(Records supplied begins)

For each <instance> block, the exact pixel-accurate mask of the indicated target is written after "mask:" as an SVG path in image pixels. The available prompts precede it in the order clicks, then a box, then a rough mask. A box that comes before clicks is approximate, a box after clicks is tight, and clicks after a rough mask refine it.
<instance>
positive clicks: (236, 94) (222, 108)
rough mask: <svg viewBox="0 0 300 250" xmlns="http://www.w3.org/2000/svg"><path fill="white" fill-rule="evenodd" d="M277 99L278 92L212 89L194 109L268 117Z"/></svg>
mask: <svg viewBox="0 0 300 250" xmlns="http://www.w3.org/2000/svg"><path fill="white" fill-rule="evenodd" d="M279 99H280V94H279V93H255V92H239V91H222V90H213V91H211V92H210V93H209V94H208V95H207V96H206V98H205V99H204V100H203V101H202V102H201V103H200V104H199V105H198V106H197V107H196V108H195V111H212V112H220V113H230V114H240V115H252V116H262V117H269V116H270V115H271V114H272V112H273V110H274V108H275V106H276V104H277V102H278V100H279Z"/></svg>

(Records supplied ends)
(Records supplied begins)

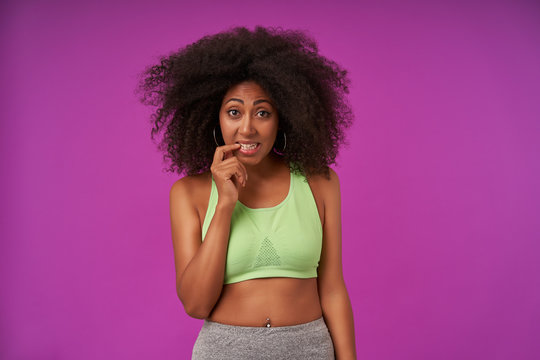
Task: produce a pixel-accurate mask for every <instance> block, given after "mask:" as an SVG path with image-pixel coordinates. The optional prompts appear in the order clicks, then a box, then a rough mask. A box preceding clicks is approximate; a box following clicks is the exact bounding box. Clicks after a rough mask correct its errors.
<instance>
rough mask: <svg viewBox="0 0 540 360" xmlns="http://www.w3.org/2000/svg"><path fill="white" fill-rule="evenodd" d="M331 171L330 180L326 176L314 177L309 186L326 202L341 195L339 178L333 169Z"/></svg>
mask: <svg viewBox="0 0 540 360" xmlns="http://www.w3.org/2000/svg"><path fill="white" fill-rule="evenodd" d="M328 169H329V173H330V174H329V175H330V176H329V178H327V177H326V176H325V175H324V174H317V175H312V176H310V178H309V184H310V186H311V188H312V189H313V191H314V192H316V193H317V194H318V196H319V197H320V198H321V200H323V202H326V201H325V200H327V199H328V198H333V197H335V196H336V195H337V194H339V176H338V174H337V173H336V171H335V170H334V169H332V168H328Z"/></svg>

(Records supplied ends)

Assignment
Reproduce the lines of the records above character for character, from the line with "For each <instance>" up to and including the line with "99L278 92L212 89L194".

Expected answer
For each <instance> block, the exact pixel-accurate mask of the indicated target is written after "mask:" as an SVG path in image pixels. The available prompts precede it in the order clicks, then a box, then a rough mask. A box that comes before clicks is approximate, a box after clicks is tight, and clicks after a rough mask refine it.
<instance>
positive clicks: (236, 94) (222, 108)
rough mask: <svg viewBox="0 0 300 250" xmlns="http://www.w3.org/2000/svg"><path fill="white" fill-rule="evenodd" d="M277 99L278 92L212 89L194 109L268 117Z"/></svg>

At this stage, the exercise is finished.